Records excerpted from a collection

┄┄┄┄┄┄┄┄┄┄

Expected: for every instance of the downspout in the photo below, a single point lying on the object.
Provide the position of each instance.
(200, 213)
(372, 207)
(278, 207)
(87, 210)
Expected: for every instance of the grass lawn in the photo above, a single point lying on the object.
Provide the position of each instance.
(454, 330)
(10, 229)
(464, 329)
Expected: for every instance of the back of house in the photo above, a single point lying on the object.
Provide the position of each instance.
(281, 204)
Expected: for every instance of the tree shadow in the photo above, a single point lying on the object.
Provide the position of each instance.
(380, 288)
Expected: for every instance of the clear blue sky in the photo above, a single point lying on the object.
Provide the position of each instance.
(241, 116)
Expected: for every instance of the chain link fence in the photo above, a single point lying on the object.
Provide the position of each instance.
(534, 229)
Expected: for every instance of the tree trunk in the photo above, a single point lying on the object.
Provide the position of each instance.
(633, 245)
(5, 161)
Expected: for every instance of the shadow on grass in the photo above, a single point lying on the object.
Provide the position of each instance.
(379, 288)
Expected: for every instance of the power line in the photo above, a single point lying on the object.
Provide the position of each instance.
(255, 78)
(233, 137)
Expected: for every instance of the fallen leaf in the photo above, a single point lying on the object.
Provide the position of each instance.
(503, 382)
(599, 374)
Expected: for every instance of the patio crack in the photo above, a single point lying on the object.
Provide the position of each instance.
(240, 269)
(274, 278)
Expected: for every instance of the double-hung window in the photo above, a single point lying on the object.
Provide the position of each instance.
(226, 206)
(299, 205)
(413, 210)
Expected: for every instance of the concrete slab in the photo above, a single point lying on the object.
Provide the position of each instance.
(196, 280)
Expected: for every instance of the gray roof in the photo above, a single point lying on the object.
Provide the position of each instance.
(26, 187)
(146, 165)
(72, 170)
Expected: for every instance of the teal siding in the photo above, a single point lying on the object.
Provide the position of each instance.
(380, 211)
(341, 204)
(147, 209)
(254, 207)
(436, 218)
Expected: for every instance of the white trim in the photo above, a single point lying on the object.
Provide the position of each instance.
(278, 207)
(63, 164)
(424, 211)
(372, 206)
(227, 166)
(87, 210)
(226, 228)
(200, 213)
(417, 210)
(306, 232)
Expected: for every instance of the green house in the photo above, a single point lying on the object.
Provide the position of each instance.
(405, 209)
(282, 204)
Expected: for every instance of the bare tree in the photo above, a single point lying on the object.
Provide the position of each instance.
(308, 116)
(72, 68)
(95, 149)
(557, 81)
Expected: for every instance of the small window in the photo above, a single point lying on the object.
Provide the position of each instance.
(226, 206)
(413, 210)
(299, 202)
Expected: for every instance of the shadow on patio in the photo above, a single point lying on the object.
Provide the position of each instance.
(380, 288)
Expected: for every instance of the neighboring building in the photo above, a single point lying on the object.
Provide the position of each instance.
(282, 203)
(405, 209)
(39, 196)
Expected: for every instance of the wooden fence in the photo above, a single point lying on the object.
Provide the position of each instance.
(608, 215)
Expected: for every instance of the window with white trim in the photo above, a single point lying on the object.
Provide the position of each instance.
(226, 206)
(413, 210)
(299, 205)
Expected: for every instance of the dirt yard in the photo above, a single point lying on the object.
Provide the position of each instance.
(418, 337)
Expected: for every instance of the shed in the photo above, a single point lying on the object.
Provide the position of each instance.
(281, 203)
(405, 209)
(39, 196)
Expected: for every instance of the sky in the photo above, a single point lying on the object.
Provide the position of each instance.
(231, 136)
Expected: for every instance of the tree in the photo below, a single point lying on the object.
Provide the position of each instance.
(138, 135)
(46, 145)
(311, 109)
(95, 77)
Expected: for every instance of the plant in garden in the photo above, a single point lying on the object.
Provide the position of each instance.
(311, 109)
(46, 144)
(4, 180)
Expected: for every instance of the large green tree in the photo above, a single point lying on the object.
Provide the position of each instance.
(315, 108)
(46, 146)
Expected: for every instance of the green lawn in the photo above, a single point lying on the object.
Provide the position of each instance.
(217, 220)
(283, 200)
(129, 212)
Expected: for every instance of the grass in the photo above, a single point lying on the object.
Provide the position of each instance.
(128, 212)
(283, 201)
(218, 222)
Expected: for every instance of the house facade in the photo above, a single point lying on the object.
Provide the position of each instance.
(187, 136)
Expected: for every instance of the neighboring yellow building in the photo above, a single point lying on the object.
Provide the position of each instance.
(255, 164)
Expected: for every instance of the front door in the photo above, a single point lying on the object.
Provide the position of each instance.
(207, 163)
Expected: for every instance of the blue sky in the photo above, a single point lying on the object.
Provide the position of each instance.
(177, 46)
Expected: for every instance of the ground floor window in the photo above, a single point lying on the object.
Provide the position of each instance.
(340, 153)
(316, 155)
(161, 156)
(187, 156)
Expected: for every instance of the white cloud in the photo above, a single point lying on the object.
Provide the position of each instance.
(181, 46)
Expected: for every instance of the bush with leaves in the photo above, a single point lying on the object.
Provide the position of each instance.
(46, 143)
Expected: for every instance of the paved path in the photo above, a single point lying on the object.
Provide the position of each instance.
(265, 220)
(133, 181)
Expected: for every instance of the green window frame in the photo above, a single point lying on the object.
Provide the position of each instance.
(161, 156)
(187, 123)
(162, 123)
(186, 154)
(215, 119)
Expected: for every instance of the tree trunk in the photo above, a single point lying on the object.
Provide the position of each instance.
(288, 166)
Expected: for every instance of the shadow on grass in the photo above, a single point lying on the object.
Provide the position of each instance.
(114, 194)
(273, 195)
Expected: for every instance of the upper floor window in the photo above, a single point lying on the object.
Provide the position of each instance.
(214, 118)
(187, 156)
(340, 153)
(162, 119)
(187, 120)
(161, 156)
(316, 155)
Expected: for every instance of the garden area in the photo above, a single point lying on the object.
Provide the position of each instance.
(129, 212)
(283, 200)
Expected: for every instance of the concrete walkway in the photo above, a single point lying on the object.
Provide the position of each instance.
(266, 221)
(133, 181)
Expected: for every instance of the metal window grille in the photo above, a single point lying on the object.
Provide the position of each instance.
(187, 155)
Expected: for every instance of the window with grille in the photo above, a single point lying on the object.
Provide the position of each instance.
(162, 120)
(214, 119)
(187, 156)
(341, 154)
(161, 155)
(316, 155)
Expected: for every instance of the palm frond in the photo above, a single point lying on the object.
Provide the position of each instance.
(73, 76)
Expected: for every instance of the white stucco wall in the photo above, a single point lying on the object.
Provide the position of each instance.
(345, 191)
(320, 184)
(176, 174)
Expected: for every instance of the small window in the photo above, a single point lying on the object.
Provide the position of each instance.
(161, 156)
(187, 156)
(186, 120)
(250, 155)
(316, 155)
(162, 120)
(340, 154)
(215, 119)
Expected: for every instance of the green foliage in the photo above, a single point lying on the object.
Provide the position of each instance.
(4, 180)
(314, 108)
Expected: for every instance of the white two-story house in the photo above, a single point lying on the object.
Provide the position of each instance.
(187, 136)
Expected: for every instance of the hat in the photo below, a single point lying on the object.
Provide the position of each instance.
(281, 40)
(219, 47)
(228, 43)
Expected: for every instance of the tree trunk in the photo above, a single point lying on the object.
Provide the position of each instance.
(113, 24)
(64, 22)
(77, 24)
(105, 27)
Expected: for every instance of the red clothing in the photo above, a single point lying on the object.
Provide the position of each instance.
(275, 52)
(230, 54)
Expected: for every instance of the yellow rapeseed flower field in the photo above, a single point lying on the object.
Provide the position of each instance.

┄┄┄┄┄┄┄┄┄┄

Set down, word for word, every line from the line that holds "Expected: for every instance of the white two-story" to the end of the entries above, including both ends.

Expected: for every instance of the white two-story house in the photo above, a single point lying on the object.
Provide the position of each instance.
(187, 136)
Expected: for every instance of the hat in the photo below, a single point lying on the object.
Provide the position of each instance.
(281, 40)
(219, 47)
(228, 43)
Expected: for every instance of the tree trunk in the photo above, a single point lying on the object.
Provide the position of each instance.
(113, 24)
(64, 22)
(77, 24)
(105, 27)
Expected: for every instance of the red clothing in the photo above, a single point lying on the object.
Provide the position of each instance.
(275, 52)
(230, 54)
Expected: for every instance of the yellow rapeseed flower field in the photo above, a single point lying on the object.
Provide the position of each instance.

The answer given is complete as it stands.